The answer must be a single number, namely how many lines in the entries below contain the string "Target".

- THE DATA -
|---|

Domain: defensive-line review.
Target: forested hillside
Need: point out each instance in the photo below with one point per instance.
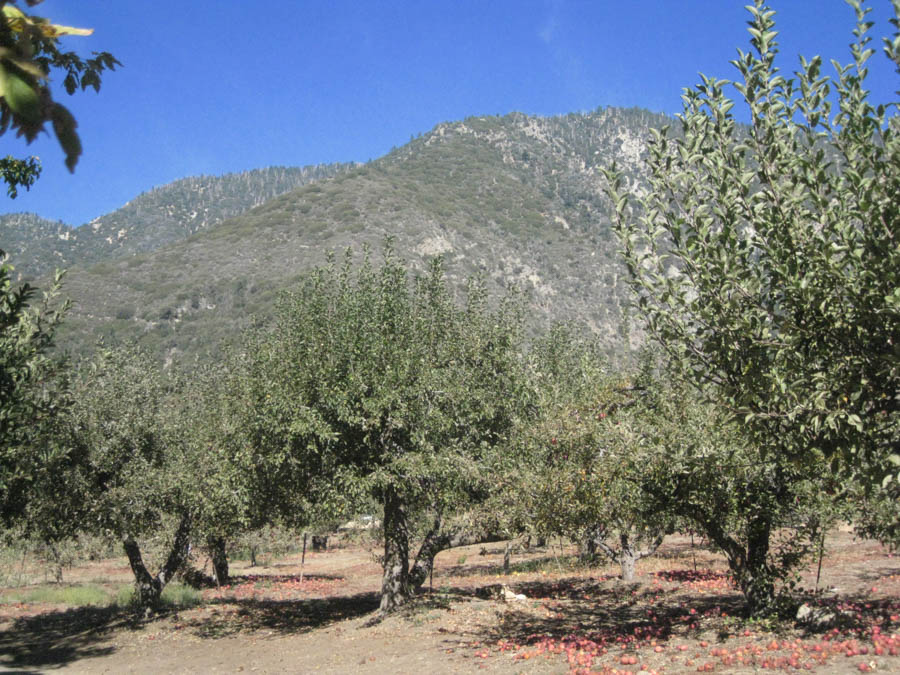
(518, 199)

|---|

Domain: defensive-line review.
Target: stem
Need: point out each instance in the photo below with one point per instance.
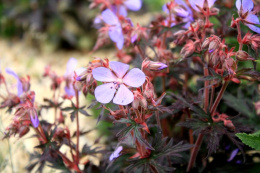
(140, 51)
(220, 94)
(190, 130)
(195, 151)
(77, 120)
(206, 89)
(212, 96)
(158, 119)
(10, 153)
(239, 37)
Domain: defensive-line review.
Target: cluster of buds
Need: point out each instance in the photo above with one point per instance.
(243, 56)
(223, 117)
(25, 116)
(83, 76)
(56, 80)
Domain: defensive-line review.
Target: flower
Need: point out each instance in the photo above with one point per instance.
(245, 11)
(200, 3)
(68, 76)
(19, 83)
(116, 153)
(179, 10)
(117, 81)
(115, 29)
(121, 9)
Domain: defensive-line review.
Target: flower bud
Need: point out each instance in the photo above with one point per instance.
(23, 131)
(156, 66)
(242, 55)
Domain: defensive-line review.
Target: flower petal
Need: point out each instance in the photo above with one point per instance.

|---|

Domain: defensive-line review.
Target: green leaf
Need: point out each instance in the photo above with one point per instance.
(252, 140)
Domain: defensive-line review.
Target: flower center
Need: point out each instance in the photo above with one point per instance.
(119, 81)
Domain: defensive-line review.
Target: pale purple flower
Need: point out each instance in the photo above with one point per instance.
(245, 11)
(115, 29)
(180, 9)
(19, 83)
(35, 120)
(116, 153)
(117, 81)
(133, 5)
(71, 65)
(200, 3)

|---|

- RESULT -
9